Stored rows |

════════════════

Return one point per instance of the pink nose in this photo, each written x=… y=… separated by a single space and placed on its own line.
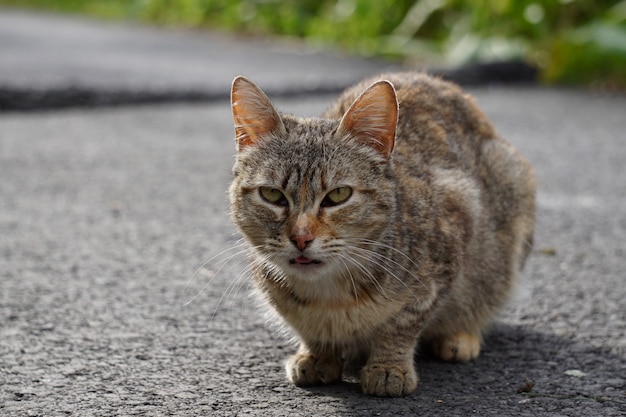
x=302 y=239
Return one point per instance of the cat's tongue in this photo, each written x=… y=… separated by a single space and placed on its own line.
x=303 y=260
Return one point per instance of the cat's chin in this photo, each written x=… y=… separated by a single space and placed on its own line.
x=304 y=268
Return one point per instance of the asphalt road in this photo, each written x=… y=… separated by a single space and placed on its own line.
x=106 y=213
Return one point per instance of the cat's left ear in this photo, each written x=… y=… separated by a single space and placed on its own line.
x=253 y=112
x=373 y=117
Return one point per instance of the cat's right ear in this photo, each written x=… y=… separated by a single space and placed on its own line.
x=253 y=113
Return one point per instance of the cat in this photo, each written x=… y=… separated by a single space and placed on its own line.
x=398 y=216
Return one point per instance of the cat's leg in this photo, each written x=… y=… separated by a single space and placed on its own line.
x=308 y=367
x=457 y=347
x=390 y=370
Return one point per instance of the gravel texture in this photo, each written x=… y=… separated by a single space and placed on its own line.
x=105 y=215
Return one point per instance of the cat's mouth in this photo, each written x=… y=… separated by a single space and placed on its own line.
x=303 y=260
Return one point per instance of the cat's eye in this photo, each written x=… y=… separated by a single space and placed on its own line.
x=274 y=196
x=337 y=196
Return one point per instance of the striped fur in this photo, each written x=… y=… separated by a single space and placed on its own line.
x=426 y=248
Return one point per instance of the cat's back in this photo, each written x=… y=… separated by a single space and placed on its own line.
x=445 y=147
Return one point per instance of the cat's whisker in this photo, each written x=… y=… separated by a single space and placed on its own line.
x=354 y=252
x=221 y=264
x=392 y=263
x=366 y=273
x=385 y=246
x=356 y=294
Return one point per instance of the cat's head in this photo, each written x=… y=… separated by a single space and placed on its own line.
x=313 y=196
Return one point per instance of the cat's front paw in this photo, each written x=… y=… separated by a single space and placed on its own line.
x=388 y=380
x=307 y=369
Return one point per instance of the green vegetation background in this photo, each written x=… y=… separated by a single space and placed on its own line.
x=570 y=41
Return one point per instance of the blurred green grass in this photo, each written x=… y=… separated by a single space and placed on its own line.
x=579 y=42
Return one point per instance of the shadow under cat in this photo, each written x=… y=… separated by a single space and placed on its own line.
x=518 y=372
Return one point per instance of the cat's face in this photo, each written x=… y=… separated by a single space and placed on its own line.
x=312 y=196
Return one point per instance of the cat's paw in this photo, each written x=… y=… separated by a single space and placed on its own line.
x=307 y=369
x=459 y=347
x=388 y=380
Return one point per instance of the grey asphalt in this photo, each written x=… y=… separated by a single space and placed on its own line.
x=107 y=212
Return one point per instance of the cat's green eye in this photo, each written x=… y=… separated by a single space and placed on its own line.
x=337 y=196
x=274 y=196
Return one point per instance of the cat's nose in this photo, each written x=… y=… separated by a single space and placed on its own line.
x=302 y=239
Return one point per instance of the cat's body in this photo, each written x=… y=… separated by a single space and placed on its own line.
x=368 y=234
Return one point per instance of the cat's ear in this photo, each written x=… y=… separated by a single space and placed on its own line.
x=253 y=113
x=373 y=117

════════════════

Problem details |
Convert the material above into a Markdown table with the columns "Row" and "Material line", giving each line its own numbered row, skipping blank lines, and leaving out the pictures.

Worked solution |
| Row | Material line |
|---|---|
| 1 | Return one point per instance of the pink nose in this photo, each written x=… y=… separated by a single space and placed on its own line. |
| 2 | x=302 y=239 |
| 3 | Return one point per instance of the cat's tongue in this photo, each written x=… y=… separated by a single space and placed on its own line. |
| 4 | x=303 y=260 |
| 5 | Return one point per instance of the cat's chin in this photo, each written x=… y=… separated by a single space and placed on its own line. |
| 6 | x=304 y=268 |
| 7 | Return one point per instance of the asphalt road in this photo, each written x=… y=… separated by a single space and placed on its own line. |
| 8 | x=106 y=213 |
| 9 | Return one point per instance of the cat's left ear in this photo, each written x=… y=… separated by a single space and placed on its own line. |
| 10 | x=253 y=112 |
| 11 | x=373 y=117 |
| 12 | Return one point per instance of the cat's right ear in this photo, each written x=… y=… separated by a single space and placed on its own line. |
| 13 | x=253 y=113 |
| 14 | Return one point per instance of the cat in this photo, each written x=… y=… separated by a single space and placed on its own line. |
| 15 | x=398 y=216 |
| 16 | Return one point per instance of the cat's leg in this photo, each written x=… y=… separated by a single space and placed on its own line. |
| 17 | x=308 y=367 |
| 18 | x=457 y=347 |
| 19 | x=390 y=370 |
| 20 | Return one point per instance of the gravel texture in this photo, each written x=… y=… separated by a single space and placed on its own line. |
| 21 | x=105 y=215 |
| 22 | Return one point per instance of the cat's mouth in this photo, each written x=… y=… separated by a single space and placed on its own line. |
| 23 | x=303 y=260 |
| 24 | Return one point per instance of the cat's eye in this photo, each written x=… y=… separated by a single space and placed on its own line. |
| 25 | x=274 y=196 |
| 26 | x=337 y=196 |
| 27 | Return one point per instance of the striped fur in this photo, each written x=… y=… separated by a single space and placed on its own line. |
| 28 | x=426 y=248 |
| 29 | Return one point per instance of the cat's back in this photo, each written x=… y=… separated by a single space and placed on its own line. |
| 30 | x=445 y=147 |
| 31 | Return one point per instance of the cat's whisker in this photo, each written x=… y=… separated by a single space and placed on its own line. |
| 32 | x=354 y=252 |
| 33 | x=221 y=264 |
| 34 | x=392 y=263 |
| 35 | x=366 y=273 |
| 36 | x=385 y=246 |
| 37 | x=356 y=294 |
| 38 | Return one point per instance of the cat's head in this photo, each written x=… y=… separated by a single space and placed on its own line. |
| 39 | x=313 y=196 |
| 40 | Return one point per instance of the cat's front paw in this photo, each written x=… y=… separated by a single space and placed on its own line. |
| 41 | x=388 y=380 |
| 42 | x=307 y=369 |
| 43 | Return one point per instance of the green vegetation background in this photo, each written x=… y=… separated by a single space and placed on its own line. |
| 44 | x=570 y=41 |
| 45 | Return one point per instance of the blurred green grass in this photo, each written x=… y=… separated by a single space and placed on its own line. |
| 46 | x=579 y=42 |
| 47 | Return one point per instance of the shadow under cat in this photo, each written x=… y=… separated by a single space and placed on its own line. |
| 48 | x=518 y=372 |
| 49 | Return one point per instance of the cat's face in this photo, each written x=… y=… separated by a single space and placed on its own line. |
| 50 | x=312 y=196 |
| 51 | Return one point per instance of the cat's paw in this photo, each written x=… y=… separated by a single space and placed on its own line. |
| 52 | x=307 y=369 |
| 53 | x=459 y=347 |
| 54 | x=388 y=380 |
| 55 | Return one point per instance of the grey asphalt in this photo, each written x=… y=… separated by a single space and placed on its own line. |
| 56 | x=107 y=212 |
| 57 | Return one point per instance of the cat's green eye in this photo, each written x=… y=… separated by a single space and placed on its own line. |
| 58 | x=337 y=196 |
| 59 | x=274 y=196 |
| 60 | Return one point per instance of the cat's nose in this photo, each written x=… y=… separated by a single space and placed on its own line. |
| 61 | x=302 y=239 |
| 62 | Return one point per instance of the cat's body in this photo, each written x=… y=… separated by a single space and placed on its own line. |
| 63 | x=368 y=234 |
| 64 | Return one point per instance of the cat's ear in this photo, each written x=… y=… separated by a single space and placed on its own line. |
| 65 | x=253 y=113 |
| 66 | x=373 y=117 |